Collect the lines of the entries where "island" shows up.

--- --- ---

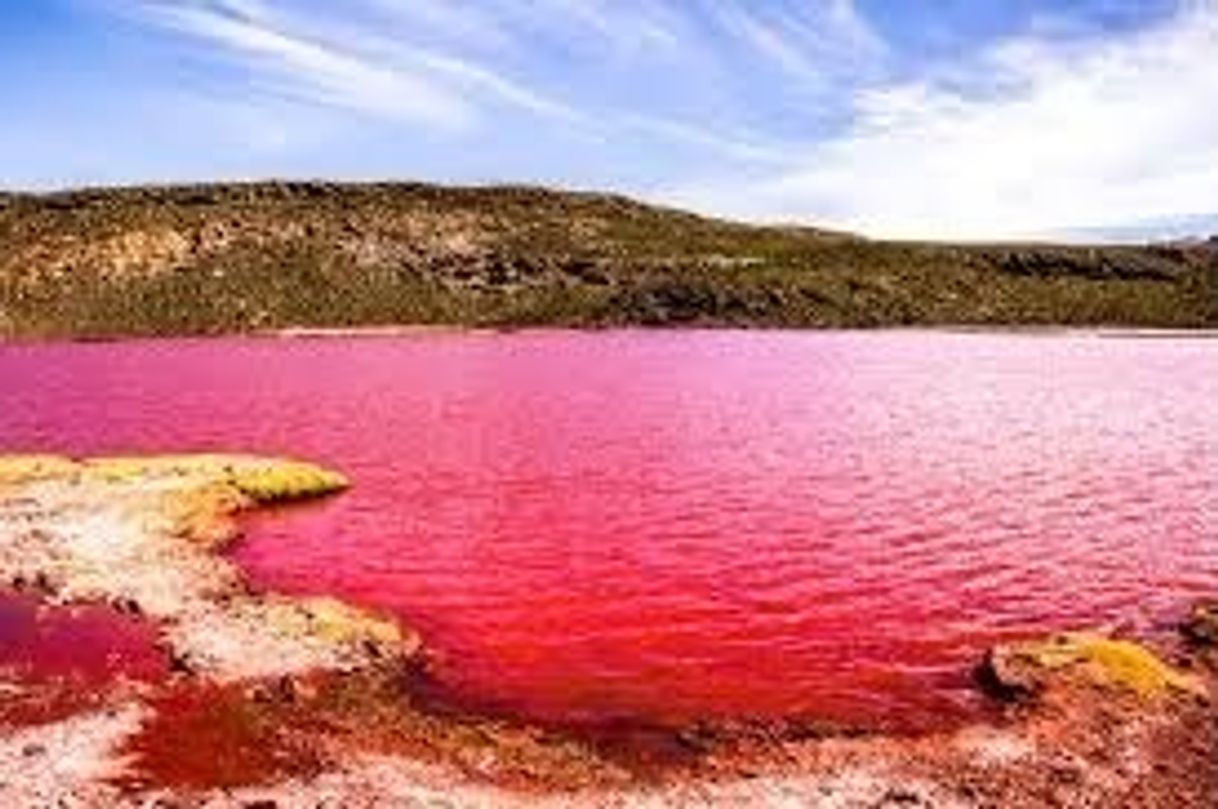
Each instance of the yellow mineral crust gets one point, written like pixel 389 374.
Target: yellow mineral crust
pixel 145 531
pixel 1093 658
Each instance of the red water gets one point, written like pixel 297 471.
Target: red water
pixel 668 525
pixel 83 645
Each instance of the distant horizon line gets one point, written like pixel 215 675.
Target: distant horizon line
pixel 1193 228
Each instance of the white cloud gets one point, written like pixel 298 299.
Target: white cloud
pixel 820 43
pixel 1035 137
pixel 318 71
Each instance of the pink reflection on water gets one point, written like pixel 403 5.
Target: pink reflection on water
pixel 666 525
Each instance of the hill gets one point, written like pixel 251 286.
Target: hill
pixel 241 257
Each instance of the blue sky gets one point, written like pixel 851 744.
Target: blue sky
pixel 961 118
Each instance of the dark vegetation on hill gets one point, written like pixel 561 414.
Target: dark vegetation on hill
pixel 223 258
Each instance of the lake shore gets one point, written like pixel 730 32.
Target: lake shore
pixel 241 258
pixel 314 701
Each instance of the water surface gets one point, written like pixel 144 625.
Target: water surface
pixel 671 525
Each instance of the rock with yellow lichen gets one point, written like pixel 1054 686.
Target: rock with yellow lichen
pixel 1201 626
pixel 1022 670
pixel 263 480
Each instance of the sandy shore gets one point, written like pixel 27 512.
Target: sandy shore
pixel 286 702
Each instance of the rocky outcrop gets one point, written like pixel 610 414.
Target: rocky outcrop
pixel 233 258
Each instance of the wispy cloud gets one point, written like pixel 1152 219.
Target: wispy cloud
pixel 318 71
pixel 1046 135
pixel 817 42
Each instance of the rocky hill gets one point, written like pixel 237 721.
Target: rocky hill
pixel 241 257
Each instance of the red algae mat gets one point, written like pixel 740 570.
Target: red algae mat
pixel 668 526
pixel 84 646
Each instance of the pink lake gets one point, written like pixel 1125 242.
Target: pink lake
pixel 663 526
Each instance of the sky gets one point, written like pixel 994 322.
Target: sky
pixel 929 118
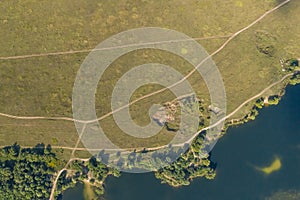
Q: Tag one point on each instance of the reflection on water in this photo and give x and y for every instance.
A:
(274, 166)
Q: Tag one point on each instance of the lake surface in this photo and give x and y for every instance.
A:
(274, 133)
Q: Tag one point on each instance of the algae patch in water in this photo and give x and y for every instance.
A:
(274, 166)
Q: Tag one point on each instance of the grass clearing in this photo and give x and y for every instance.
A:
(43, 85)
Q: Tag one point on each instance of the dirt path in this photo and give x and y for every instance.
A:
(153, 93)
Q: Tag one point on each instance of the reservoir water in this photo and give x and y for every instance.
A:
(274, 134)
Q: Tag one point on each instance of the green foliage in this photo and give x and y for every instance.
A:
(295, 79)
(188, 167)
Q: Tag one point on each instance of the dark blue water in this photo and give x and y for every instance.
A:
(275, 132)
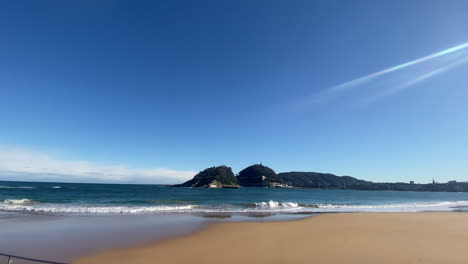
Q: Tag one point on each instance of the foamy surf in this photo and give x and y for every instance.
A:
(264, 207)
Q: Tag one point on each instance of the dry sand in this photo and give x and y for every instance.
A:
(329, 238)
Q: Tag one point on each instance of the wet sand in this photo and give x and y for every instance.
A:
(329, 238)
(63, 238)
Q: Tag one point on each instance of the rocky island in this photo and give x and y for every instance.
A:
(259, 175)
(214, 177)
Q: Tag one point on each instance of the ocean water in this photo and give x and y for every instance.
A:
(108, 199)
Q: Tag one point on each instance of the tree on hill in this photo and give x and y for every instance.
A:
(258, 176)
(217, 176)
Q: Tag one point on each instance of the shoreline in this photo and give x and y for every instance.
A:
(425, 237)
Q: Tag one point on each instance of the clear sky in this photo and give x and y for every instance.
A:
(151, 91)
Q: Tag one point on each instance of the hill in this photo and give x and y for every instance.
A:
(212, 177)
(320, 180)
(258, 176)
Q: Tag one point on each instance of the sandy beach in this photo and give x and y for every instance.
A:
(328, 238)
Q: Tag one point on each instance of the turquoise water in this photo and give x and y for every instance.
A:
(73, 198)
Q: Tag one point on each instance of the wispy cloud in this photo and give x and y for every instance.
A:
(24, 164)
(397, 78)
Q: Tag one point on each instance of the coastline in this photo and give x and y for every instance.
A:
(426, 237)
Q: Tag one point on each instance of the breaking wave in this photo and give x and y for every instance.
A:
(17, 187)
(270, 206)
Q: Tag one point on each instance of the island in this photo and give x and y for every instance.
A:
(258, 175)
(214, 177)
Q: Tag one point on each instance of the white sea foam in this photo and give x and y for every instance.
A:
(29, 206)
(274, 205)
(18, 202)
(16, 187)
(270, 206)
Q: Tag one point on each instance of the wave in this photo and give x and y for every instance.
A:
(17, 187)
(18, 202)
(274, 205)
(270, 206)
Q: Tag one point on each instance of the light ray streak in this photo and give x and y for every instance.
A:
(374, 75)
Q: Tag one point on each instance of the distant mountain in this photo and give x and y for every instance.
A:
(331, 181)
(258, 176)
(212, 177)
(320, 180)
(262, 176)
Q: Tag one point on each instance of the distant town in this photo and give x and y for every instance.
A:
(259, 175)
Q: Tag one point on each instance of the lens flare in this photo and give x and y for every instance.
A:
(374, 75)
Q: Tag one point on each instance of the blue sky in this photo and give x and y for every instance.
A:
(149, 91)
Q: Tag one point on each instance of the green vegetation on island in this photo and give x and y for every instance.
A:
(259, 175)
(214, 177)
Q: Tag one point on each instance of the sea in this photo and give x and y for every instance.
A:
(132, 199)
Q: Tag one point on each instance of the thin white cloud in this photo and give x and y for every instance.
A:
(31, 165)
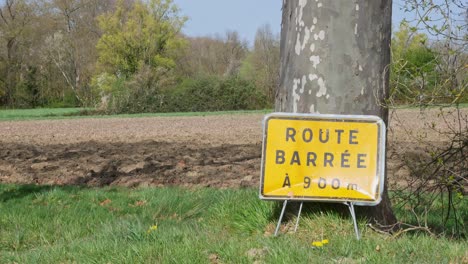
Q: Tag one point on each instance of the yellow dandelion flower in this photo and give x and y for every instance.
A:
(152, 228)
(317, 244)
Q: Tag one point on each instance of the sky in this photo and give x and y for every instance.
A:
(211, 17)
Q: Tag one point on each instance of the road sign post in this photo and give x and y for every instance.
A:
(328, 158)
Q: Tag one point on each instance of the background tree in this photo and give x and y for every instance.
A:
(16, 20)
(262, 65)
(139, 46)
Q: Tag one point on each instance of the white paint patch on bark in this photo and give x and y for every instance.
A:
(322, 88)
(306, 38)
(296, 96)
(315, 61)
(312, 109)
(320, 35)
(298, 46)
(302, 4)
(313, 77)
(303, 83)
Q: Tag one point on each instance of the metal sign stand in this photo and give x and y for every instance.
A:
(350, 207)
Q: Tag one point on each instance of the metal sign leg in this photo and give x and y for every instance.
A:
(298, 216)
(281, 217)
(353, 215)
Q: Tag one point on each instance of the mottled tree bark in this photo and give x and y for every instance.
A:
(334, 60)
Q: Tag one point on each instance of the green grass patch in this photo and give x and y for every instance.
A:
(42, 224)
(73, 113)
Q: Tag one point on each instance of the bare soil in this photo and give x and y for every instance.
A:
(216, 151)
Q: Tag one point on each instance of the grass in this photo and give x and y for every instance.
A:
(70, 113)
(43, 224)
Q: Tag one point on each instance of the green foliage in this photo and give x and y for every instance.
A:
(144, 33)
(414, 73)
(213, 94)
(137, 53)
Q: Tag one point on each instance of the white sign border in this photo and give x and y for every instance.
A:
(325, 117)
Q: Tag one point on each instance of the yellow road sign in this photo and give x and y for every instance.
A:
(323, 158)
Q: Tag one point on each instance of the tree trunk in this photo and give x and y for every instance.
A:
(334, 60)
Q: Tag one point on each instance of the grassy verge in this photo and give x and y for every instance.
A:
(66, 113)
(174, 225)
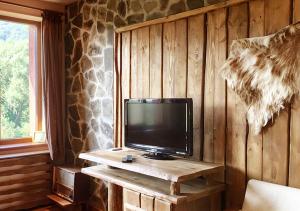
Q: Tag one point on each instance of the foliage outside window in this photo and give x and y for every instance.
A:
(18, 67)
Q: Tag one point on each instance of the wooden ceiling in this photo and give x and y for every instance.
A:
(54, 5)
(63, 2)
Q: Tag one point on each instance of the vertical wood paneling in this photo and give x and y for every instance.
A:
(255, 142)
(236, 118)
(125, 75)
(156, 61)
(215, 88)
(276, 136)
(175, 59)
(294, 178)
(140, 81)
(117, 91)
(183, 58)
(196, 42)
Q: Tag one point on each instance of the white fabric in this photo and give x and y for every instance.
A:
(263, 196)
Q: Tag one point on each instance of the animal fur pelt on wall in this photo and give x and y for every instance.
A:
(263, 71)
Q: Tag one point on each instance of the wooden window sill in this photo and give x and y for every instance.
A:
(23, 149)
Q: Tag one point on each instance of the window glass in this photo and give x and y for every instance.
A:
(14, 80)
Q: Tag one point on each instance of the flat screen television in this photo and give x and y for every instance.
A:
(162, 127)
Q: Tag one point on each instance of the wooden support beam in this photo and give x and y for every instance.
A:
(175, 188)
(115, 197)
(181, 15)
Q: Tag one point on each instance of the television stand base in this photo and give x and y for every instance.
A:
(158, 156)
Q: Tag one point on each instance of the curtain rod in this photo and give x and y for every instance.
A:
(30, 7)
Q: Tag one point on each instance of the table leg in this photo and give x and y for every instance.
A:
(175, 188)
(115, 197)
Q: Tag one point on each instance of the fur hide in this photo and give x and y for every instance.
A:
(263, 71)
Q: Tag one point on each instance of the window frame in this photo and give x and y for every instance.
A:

--- --- ---

**SOLUTION TO THIS PROBLEM:**
Q: Tag one point on each instance of the rocky island in this photo and give x and y for every instance.
Q: Tag one point on each instance of the island in this photo and give x and y for every instance.
Q: Tag one point on each instance of the green vegetation on island in this photo and give x and y for every instance.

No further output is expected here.